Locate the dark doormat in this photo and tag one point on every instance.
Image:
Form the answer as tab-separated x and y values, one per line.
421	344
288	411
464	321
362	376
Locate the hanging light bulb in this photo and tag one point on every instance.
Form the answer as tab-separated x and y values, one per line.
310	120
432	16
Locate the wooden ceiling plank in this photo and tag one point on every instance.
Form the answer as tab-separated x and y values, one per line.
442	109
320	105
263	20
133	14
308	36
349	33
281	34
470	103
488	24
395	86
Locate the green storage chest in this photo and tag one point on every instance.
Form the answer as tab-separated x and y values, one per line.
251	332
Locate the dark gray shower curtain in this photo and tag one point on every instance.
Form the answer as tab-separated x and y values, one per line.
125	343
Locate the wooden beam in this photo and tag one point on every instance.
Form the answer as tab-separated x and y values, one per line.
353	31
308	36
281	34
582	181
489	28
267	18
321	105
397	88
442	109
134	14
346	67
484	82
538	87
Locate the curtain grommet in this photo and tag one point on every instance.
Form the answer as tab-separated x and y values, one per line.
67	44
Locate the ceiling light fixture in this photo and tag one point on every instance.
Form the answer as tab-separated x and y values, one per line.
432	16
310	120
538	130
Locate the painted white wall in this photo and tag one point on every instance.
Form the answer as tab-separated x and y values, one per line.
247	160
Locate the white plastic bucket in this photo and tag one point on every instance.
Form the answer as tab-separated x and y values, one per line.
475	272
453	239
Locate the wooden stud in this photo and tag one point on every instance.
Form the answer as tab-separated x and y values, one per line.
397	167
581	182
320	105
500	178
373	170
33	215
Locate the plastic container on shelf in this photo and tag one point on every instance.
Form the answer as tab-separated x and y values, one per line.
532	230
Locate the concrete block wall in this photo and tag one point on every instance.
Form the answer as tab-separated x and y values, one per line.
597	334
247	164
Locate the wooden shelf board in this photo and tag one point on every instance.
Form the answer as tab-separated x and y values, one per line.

○ ○ ○

What you are asked to do:
Rewrite all the records above as a numbered list, omitting any blank lines.

Result for this task:
1. Locate the dark doormat in this photo and tag one point on every instance.
2. Image:
3. Form the answer as tab-separated x and y values, one per line.
4. 421	344
5. 288	411
6. 464	321
7. 362	376
8. Locate the hanging light bulb in this photo and tag one point on every instance.
9. Form the answer as tab-separated x and y values, one per line.
10. 310	120
11. 432	16
12. Locate the wooden ceiling plank in this photo and tag one point on every instance.
13. Form the answer as tab-separated x and y values, one per line.
14. 442	109
15. 320	105
16. 263	20
17. 133	14
18. 308	36
19. 349	33
20. 281	34
21. 470	103
22. 488	24
23. 395	86
24. Locate the green storage chest in this photo and tag one point on every instance.
25. Form the answer as tab-separated x and y values, one per line.
26. 251	332
27. Locate the dark gray shower curtain in this photo and tag one point on every instance.
28. Form the answer as tab-separated x and y values, one per line.
29. 125	343
30. Locate the wooden beam in this photo and tag one point on every instance.
31. Form the answer as tab-separated x and y values, one per line.
32. 353	31
33. 308	36
34. 281	34
35. 582	181
36. 489	28
37. 267	18
38. 321	105
39. 397	88
40. 442	109
41. 134	14
42. 346	67
43. 484	82
44. 538	87
45. Locate the curtain grommet in this photo and tag one point on every instance.
46. Form the answer as tab-separated x and y values, one per line.
47. 67	44
48. Locate the ceiling light fixture in this photo and tag one point on every instance.
49. Form the answer as tab-separated x and y values, one per line.
50. 432	16
51. 310	120
52. 538	130
53. Locate the painted white wall in this photo and tag one point on every instance.
54. Form the answer as tab-separated x and y values, one per line.
55. 247	160
56. Locate the white plastic bucket in this photo and tag one point on every instance.
57. Form the answer as tab-separated x and y values, one per line.
58. 475	272
59. 453	239
60. Locate the wooden stud in this photo and tag one point on every instance.
61. Form the answer as tab-separated x and y values, one per line.
62. 397	167
63. 581	182
64. 320	105
65. 500	178
66. 373	170
67. 33	215
68. Locate the plastic container on shelf in this photo and tag one point on every instance.
69. Form the answer as tab-separated x and y values, one per line.
70. 532	230
71. Locate the concrete block wall in this photo and tag one point on every instance.
72. Form the answer as tab-separated x and y values, one per line.
73. 597	334
74. 247	164
75. Locate the wooden shelf board in this photo and tag one point on every instance.
76. Form the answer as tab-separated x and y values, one per line.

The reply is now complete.